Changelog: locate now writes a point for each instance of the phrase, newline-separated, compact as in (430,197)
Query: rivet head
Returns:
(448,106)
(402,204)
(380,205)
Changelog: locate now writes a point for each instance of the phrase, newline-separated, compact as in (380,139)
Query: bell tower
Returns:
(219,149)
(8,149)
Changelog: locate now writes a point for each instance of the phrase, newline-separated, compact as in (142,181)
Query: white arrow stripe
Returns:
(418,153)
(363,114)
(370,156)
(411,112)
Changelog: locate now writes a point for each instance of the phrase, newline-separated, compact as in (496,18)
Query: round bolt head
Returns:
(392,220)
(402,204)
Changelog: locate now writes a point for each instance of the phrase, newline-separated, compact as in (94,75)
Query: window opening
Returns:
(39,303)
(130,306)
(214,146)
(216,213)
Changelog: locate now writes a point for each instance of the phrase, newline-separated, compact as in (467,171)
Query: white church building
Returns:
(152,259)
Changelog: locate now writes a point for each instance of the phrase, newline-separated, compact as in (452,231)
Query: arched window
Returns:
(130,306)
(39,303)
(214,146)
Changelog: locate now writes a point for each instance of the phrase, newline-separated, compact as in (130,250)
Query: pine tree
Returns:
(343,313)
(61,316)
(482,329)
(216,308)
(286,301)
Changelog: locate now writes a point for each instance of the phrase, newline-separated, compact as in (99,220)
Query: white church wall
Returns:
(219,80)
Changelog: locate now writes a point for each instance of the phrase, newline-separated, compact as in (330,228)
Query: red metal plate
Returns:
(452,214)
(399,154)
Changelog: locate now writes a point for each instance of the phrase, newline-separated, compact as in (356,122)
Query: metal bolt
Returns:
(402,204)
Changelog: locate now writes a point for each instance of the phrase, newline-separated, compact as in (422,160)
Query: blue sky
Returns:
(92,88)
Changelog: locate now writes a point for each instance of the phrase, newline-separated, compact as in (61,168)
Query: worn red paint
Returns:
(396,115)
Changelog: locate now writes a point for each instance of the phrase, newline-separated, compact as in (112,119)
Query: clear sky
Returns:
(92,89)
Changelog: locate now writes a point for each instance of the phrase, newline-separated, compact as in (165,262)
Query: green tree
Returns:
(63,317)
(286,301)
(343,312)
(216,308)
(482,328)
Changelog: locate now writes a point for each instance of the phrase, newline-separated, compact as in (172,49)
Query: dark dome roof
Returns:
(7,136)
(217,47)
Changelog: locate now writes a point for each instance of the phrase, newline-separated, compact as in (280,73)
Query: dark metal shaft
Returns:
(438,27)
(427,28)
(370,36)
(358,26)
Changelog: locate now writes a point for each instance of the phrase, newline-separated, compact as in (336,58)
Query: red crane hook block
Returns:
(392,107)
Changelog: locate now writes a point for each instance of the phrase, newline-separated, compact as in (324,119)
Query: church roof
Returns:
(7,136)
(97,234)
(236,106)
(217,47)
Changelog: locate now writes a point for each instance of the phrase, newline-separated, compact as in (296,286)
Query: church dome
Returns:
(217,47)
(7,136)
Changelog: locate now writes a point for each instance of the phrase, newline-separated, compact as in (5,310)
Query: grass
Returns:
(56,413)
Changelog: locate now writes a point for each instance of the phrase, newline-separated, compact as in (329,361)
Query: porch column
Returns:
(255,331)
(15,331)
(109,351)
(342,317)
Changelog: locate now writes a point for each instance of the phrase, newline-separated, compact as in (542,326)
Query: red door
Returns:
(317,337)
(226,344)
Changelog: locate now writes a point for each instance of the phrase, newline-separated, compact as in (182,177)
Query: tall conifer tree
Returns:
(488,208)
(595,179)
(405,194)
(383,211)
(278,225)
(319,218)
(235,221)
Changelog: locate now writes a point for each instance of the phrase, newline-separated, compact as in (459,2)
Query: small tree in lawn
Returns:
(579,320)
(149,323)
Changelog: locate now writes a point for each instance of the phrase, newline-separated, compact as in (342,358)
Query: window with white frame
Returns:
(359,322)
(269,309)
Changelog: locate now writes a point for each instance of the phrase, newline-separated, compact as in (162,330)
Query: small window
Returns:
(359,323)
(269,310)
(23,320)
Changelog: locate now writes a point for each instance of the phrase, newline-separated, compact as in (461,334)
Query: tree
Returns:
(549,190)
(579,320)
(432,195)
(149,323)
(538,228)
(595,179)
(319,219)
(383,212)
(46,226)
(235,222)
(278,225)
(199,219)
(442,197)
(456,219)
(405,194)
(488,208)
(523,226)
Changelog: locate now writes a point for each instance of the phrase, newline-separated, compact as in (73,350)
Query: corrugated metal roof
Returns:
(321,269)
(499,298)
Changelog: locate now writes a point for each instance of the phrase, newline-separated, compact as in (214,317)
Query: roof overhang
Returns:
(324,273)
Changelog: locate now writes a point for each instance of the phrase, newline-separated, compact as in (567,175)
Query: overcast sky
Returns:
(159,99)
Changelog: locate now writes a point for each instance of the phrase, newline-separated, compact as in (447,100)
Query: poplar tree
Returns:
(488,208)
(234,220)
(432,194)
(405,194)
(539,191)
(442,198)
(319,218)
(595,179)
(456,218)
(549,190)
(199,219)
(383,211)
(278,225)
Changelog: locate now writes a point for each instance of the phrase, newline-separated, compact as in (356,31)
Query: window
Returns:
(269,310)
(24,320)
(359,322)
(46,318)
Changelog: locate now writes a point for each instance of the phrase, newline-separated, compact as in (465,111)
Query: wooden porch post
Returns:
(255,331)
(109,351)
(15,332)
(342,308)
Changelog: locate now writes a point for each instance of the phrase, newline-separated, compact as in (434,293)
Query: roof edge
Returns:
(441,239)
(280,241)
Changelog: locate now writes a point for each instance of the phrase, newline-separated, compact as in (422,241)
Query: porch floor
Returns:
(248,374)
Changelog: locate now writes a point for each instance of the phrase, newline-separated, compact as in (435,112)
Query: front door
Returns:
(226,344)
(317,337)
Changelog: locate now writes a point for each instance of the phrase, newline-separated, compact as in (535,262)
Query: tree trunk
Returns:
_ _ _
[DO THIS]: From the line holding "as in (356,31)" through the last line above, reproduce each line exactly and add nothing.

[RESULT OF THE EXERCISE]:
Changelog: locate now writes a point for each instance of the phrase, newline-separated, compact as in (356,31)
Query: window
Returns:
(269,310)
(24,320)
(359,322)
(46,318)
Changelog: locate now writes a point for each instance of the phrase, newline-separated, compact as in (465,111)
Query: wooden porch post
Returns:
(255,331)
(109,351)
(15,332)
(342,308)
Changelog: locate now writes a point for each instance of the phrase, newline-separated, compact as in (434,293)
Query: roof edge
Returns:
(441,239)
(280,241)
Changelog: locate now writes a point for each instance of the phrase, newline-separated, compact as in (422,241)
Query: porch floor
Returns:
(248,374)
Changelog: locate now writes a point for each instance of the phrase, newline-separated, compact as in (435,112)
Query: front door
Returns:
(226,344)
(317,337)
Changelog: locate now writes a point for each instance of the phrase, newline-separated, compact as in (535,262)
Query: tree trunk
Returns:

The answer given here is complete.